• INSTRUCTIONS TO FOLLOW:
Render the listing below as a numbered list, omitting blank lines and the picture placeholders.

○ ○ ○

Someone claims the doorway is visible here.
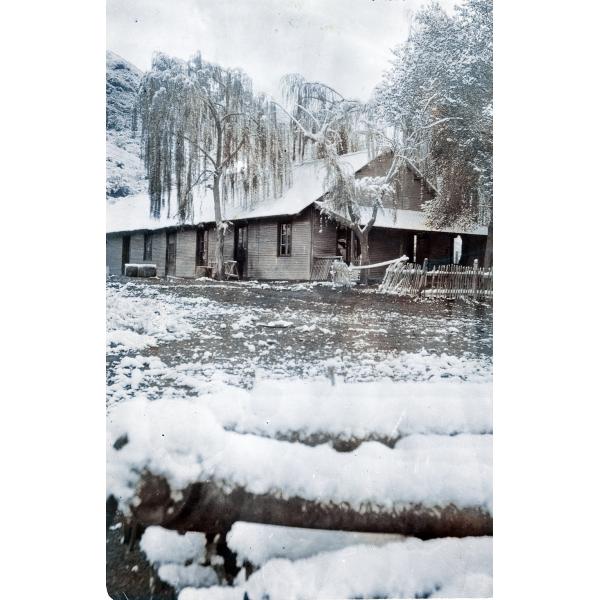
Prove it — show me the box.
[233,225,248,279]
[166,231,177,275]
[121,235,131,275]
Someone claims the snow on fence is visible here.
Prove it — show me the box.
[379,259,493,299]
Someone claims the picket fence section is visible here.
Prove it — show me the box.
[379,259,493,299]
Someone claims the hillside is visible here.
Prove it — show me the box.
[106,50,146,199]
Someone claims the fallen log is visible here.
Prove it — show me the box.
[131,474,493,540]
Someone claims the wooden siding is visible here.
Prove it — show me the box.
[207,226,233,263]
[175,229,196,277]
[129,233,145,264]
[152,230,167,277]
[106,234,123,276]
[369,229,412,279]
[247,209,312,280]
[309,206,337,256]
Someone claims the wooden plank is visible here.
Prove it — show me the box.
[132,475,493,539]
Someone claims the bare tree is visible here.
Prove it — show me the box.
[375,0,493,265]
[281,74,399,282]
[138,54,291,279]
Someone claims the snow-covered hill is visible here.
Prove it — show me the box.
[106,50,147,199]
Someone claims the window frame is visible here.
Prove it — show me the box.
[143,233,152,260]
[277,221,292,258]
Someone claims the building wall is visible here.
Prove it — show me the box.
[106,234,123,275]
[175,229,196,277]
[460,234,487,267]
[129,233,145,263]
[369,228,412,279]
[152,230,167,277]
[208,227,233,263]
[356,154,433,210]
[247,210,312,280]
[309,206,337,256]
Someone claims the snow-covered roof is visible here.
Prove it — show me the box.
[106,150,487,235]
[322,207,487,235]
[106,150,369,233]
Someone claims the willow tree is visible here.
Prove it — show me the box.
[137,54,291,279]
[282,74,399,283]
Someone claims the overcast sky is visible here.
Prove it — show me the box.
[107,0,455,100]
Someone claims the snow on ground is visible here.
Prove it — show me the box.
[107,278,492,600]
[107,280,492,403]
[200,379,492,440]
[107,398,492,512]
[179,537,492,600]
[140,527,206,565]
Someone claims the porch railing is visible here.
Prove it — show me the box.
[379,259,494,299]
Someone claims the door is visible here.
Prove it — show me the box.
[414,233,431,265]
[121,235,131,275]
[233,225,248,279]
[166,232,177,275]
[335,226,352,264]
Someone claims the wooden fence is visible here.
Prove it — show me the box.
[379,259,493,299]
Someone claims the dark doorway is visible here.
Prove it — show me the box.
[414,233,431,265]
[167,232,177,275]
[233,225,248,279]
[335,226,351,264]
[196,229,208,267]
[121,235,131,275]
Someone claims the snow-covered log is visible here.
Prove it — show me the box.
[179,537,492,600]
[108,399,492,538]
[132,475,492,539]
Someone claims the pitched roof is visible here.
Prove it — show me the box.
[106,150,487,235]
[106,150,369,233]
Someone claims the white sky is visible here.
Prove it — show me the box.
[107,0,455,100]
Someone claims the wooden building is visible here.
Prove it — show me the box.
[106,152,487,280]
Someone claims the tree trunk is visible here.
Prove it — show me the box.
[213,173,225,280]
[132,474,493,539]
[483,221,494,269]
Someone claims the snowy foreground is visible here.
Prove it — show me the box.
[107,281,493,600]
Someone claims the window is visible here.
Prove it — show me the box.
[277,223,292,256]
[144,233,152,260]
[196,229,208,267]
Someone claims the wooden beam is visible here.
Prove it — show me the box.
[131,474,493,539]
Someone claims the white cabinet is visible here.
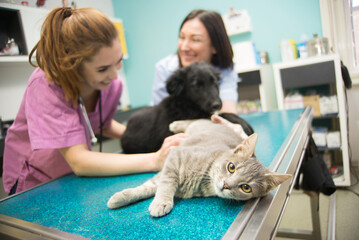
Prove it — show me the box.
[273,54,350,186]
[237,64,277,112]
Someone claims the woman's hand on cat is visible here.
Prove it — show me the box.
[211,114,248,139]
[155,133,188,171]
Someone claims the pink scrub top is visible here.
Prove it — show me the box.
[3,68,122,193]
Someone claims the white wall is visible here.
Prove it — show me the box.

○ ○ ○

• WRITTEN RESPONSE:
1. Someone claims the doorway is visible here.
2. Prove it — show me the box.
3. [233,225,248,279]
4. [166,231,177,275]
5. [121,235,131,275]
6. Someone claims the snow on fence is visible here.
7. Prove it — show me the box.
8. [379,259,493,299]
9. Someone claims the picket fence section is visible here.
10. Prove it — show me the box.
11. [379,259,493,299]
12. Someone claims the hillside is visible here.
13. Prove it — show me the box.
14. [106,50,146,199]
15. Someone claims the fallen log is visible here.
16. Prove it — show me the box.
17. [131,474,493,540]
18. Someone claims the wooden siding is visible here.
19. Prove it — show me the box.
20. [207,226,233,263]
21. [175,229,196,277]
22. [129,233,145,264]
23. [152,230,167,277]
24. [106,234,123,276]
25. [369,229,412,279]
26. [247,209,312,280]
27. [309,206,337,256]
28. Someone claims the wooden plank is visible here.
29. Prove it — show me the box.
30. [132,475,493,539]
31. Someone claims the bare tree is visible here.
32. Prove it — show me the box.
33. [375,0,493,265]
34. [281,74,399,282]
35. [138,54,291,279]
36. Someone claims the snow-covered hill is visible here.
37. Prove it — show me the box.
38. [106,50,147,199]
39. Someone claims the window frame is visible here.
40. Prove it — show me the box.
41. [143,233,152,260]
42. [277,221,292,258]
43. Someone claims the building wall is visible here.
44. Prove it — show me the box.
45. [106,234,123,275]
46. [175,229,196,277]
47. [460,234,487,267]
48. [129,233,145,263]
49. [369,228,412,279]
50. [152,230,167,277]
51. [208,227,233,263]
52. [356,154,433,210]
53. [247,210,312,280]
54. [309,206,337,256]
55. Someone claims the snow-covered roof is visible here.
56. Prove it — show me the box.
57. [106,150,487,235]
58. [322,207,487,235]
59. [106,150,369,233]
60. Someone claims the willow tree is visible here.
61. Prove it — show me the box.
62. [137,54,291,279]
63. [282,74,399,283]
64. Someone claims the overcast sky is visible here.
65. Prove it — show me the box.
66. [107,0,455,100]
67. Someone claims the snow on ground is visible here.
68. Prove it — show me the box.
69. [107,278,492,600]
70. [107,280,492,403]
71. [200,379,492,440]
72. [107,398,492,512]
73. [179,537,492,600]
74. [140,527,206,565]
75. Someone claims the porch railing is visible here.
76. Prove it — show me the box.
77. [379,259,494,299]
78. Someone claims the door is visible here.
79. Prove it — show me the box.
80. [414,233,431,265]
81. [121,235,131,275]
82. [233,225,248,279]
83. [166,232,177,275]
84. [335,226,352,264]
85. Someone claims the wooden fence is visible here.
86. Prove it — show me the box.
87. [379,259,493,299]
88. Someone claims the dark doorway is visible here.
89. Prove it — show me the box.
90. [414,233,431,265]
91. [167,232,177,275]
92. [233,225,248,279]
93. [335,226,351,264]
94. [196,229,208,267]
95. [121,235,131,275]
96. Someone claims the snow-covered log is visible here.
97. Prove it — show me the box.
98. [179,537,492,600]
99. [108,399,492,538]
100. [132,475,492,539]
101. Someone claims the pitched roof is visible here.
102. Prove it — show me the box.
103. [106,150,487,235]
104. [106,150,369,233]
105. Someone claims the white sky is visible here.
106. Prove it — show me the box.
107. [107,0,455,100]
108. Someone claims the wooden building is visible here.
109. Prove it — show me the box.
110. [106,152,487,280]
111. Someone claims the tree trunk is visible here.
112. Prove it — show me the box.
113. [213,173,225,280]
114. [132,474,493,539]
115. [483,221,494,269]
116. Someone claims the snowy foreground is visible here.
117. Prove it — show me the box.
118. [107,281,493,600]
119. Someone claims the window is visible here.
120. Prove it — show me the box.
121. [277,223,292,256]
122. [144,233,152,260]
123. [196,229,208,267]
124. Someone claims the wooden beam is visible here.
125. Prove it — show me the box.
126. [131,474,493,539]
127. Someone claims the white cabinet is visible here.
128. Prove it — show me the box.
129. [273,54,350,186]
130. [237,64,277,112]
131. Someone claims the woman's hand on cat is visible here.
132. Prove it — show me the box.
133. [211,114,248,139]
134. [155,133,188,171]
135. Someone claims the pink scrub top is visible here.
136. Prove it — show me the box.
137. [3,68,122,193]
138. Someone claims the white wall is visible here.
139. Prove it — show me the box.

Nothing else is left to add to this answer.